**DATA TO EXAMINE:**
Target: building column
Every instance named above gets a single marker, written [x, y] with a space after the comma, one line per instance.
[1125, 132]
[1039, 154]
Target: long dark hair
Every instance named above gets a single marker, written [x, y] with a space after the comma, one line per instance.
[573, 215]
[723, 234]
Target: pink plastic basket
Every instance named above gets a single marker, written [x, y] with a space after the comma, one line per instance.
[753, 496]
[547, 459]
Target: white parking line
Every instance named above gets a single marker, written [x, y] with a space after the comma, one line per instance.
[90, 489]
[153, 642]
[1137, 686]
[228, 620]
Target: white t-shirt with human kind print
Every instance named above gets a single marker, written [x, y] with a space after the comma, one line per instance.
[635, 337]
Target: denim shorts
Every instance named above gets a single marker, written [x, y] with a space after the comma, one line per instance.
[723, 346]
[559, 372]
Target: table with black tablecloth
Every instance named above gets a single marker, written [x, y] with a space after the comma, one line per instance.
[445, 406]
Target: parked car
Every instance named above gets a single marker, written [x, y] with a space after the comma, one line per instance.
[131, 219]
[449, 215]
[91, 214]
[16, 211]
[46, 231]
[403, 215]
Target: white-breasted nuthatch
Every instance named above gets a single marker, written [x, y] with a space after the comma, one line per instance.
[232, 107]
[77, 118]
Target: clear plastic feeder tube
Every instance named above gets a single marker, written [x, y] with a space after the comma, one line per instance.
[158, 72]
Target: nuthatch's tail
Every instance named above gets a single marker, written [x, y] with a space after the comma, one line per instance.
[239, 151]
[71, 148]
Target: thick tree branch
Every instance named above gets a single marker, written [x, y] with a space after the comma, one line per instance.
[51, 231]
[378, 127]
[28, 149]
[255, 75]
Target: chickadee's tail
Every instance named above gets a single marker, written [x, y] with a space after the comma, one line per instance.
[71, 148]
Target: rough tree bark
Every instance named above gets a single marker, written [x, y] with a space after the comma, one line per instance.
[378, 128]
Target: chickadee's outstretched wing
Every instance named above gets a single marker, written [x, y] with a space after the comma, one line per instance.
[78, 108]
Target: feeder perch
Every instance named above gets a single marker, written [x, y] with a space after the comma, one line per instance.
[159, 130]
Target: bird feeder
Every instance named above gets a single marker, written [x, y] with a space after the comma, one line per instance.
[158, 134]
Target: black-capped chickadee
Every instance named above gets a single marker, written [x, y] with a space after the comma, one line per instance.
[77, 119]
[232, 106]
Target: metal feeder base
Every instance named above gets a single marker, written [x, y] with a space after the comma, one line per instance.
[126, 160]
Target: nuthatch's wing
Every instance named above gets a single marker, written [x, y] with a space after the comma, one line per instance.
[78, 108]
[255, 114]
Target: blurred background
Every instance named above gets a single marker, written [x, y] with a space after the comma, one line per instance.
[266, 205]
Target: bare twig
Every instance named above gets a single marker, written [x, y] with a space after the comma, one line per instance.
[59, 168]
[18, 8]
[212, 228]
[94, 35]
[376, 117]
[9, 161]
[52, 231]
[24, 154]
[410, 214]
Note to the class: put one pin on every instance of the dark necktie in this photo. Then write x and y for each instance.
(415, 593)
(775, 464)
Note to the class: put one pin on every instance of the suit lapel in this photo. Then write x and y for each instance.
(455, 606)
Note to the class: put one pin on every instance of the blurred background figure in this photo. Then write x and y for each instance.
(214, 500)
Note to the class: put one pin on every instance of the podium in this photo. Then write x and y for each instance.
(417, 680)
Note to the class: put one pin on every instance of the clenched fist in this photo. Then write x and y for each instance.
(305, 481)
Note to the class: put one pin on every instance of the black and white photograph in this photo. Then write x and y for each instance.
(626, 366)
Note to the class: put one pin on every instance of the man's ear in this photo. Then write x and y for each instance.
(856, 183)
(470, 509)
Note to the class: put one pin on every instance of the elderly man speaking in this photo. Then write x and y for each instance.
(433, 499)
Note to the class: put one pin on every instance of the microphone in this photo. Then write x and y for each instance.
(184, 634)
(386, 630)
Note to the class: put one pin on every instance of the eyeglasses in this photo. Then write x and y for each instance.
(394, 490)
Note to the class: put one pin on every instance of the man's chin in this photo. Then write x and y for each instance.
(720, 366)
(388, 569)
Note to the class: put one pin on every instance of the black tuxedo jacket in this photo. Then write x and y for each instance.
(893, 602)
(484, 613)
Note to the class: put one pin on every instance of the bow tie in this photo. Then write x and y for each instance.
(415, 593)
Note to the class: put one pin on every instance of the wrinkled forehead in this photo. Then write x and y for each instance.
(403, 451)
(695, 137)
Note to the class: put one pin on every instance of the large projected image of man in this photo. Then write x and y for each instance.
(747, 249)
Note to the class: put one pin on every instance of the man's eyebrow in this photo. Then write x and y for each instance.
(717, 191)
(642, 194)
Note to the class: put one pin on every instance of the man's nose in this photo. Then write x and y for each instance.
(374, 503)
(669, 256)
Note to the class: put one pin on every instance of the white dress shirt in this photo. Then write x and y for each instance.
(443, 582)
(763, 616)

**WHAT TO PRODUCE:**
Write the listing out again, exactly as shown above.

**TASK RESULT:**
Target: building column
Every instance named above gets a single marker, written [x, y] with a space after the comma, one line per instance.
[1125, 132]
[1039, 154]
Target: long dark hair
Every instance named above gets a single marker, written [x, y] with a space after the comma, one line per instance.
[573, 215]
[723, 234]
Target: pink plastic basket
Every instance named above gets a single marker, written [x, y] with a space after the comma, one line per instance.
[753, 496]
[547, 459]
Target: white parking line
Every instance named above gets a single marker, written [x, y] with a space after the comma, one line per instance.
[90, 489]
[153, 642]
[1137, 686]
[228, 620]
Target: white t-shirt with human kind print
Every instance named above gets a single marker, written [x, y] with a space after the comma, one line per instance.
[635, 337]
Target: denim shorts
Every instance named above gets a single marker, written [x, y] with a space after the comma, one line per instance.
[723, 346]
[559, 372]
Target: table with black tablecloth
Every instance named above gets a single marker, written [x, y] with a space after the comma, one line per instance.
[445, 406]
Target: parked car
Every instance named above gets a single marker, written [x, y] with a space after the comma, one line per instance.
[131, 219]
[449, 215]
[91, 214]
[16, 211]
[46, 231]
[403, 215]
Target: white-breasted nuthatch
Every instance named above gets a single marker, written [x, y] with a space after the comma, one line per instance.
[232, 107]
[77, 118]
Target: clear plastic feeder tube
Every instance named above gets a single marker, written [x, y] with a space after the comma, one line per instance.
[158, 72]
Target: nuthatch's tail
Every instance named above gets a single marker, written [x, y] with a space after the comma, one line per instance.
[239, 151]
[71, 148]
Target: thick tree branch
Every instance named above gets a single marker, written [x, y] with a space after the comma, one line per instance.
[51, 231]
[378, 127]
[28, 149]
[255, 75]
Target: chickadee's tail
Every instance named above gets a single marker, written [x, y] with a space after the comma, one line per instance.
[71, 148]
Target: rough tree bark
Every instance named above gets a single marker, written [x, y] with a space after the comma, one line per instance.
[378, 128]
Target: chickadee's outstretched wing
Every instance named above gets a single marker, written [x, y] with a space after the comma, one line per instance.
[78, 108]
Target: feeder perch
Every instance named above gets a single marker, written [x, y] with a space after the comma, one line per instance.
[159, 130]
Target: bird feeder
Every instance named above gets a single marker, written [x, y] with a space after the comma, one line per instance.
[158, 134]
Target: black-capped chickadee
Every instance named above gets a single marker, written [x, y] with a space after the comma, one line per instance.
[77, 119]
[232, 106]
Target: metal feeder base
Every instance named above gets a single marker, written [x, y] with a space after the comma, one line per instance.
[126, 160]
Target: nuthatch's wing
Every instance named above gets a single marker, written [x, y] with a space after the comma, one line per instance.
[78, 108]
[255, 114]
Target: blurred background
Every instance named above gets a single marker, written [x, y] with a space after the comma, one line per instance.
[266, 205]
Target: bare twig
Every instance named above gets a single marker, written [x, y] with a space after the comma, one line per instance.
[59, 168]
[18, 8]
[212, 228]
[94, 35]
[376, 117]
[9, 161]
[52, 231]
[24, 154]
[410, 214]
Note to the class: put one pin on every instance of the dark necktie in this photo. Then write x and y for each instance.
(415, 593)
(775, 464)
Note to the class: put one pin on every instance of the suit lapel in this photo. Then write x and y for each instance.
(455, 606)
Note to the class: put one pin on every instance of the blurred background figure in this photo. Then write x and y for each instance.
(214, 500)
Note to the class: put one pin on every instance of the podium in this photo. Then write x and y for each instance.
(417, 680)
Note to the class: put one pin on every instance of the clenched fist in this photo. Then write x and y for each instance.
(305, 481)
Note to the class: put one pin on every instance of the black and white photograph in this photo. Then write x and y for each instance.
(626, 366)
Note to the class: put one pin on every instance of the man's ear in this photo. Then write x and y for each instance.
(856, 183)
(470, 509)
Note to the class: put one pin on every instance of the elderly man speaking in this photo. Then write x and y for each instance.
(433, 499)
Note to the class: put one pin on every instance of the microphone in this photo. Then write x and y for each instance.
(184, 634)
(386, 630)
Note to the class: put one pin on every instance of the eyeglasses in this photo. Then write x and y for each instance.
(394, 490)
Note to the class: put one pin on every instance of the man's chin in this photo. Then write x and y for each instance.
(720, 366)
(388, 569)
Note to the class: put one pin on every instance of the black tuxedo jacket in this photo. Then write x and y for each instance.
(893, 602)
(484, 613)
Note to the class: put one pin on every instance of the bow tie in this photo. Then write x and y for each instance.
(415, 593)
Note to the class: put one pin on every instance of the wrinkled forehead in this photo. Then write x and y for each instance.
(403, 451)
(695, 137)
Note to the class: put one pin on every instance of the large projected image of man in this photo. Then write x and y for each instance.
(747, 249)
Note to the class: put one pin on every instance of the man's eyebrow in this photo. Then write x and y for each instance.
(717, 191)
(642, 194)
Note to the class: put one pin on every instance of the man's nose in this photo. Then write x and y for each instance.
(374, 503)
(669, 256)
Note to the class: put one pin on every instance of the white dress shirt in this photo. Then write x and y for each instance.
(443, 582)
(763, 616)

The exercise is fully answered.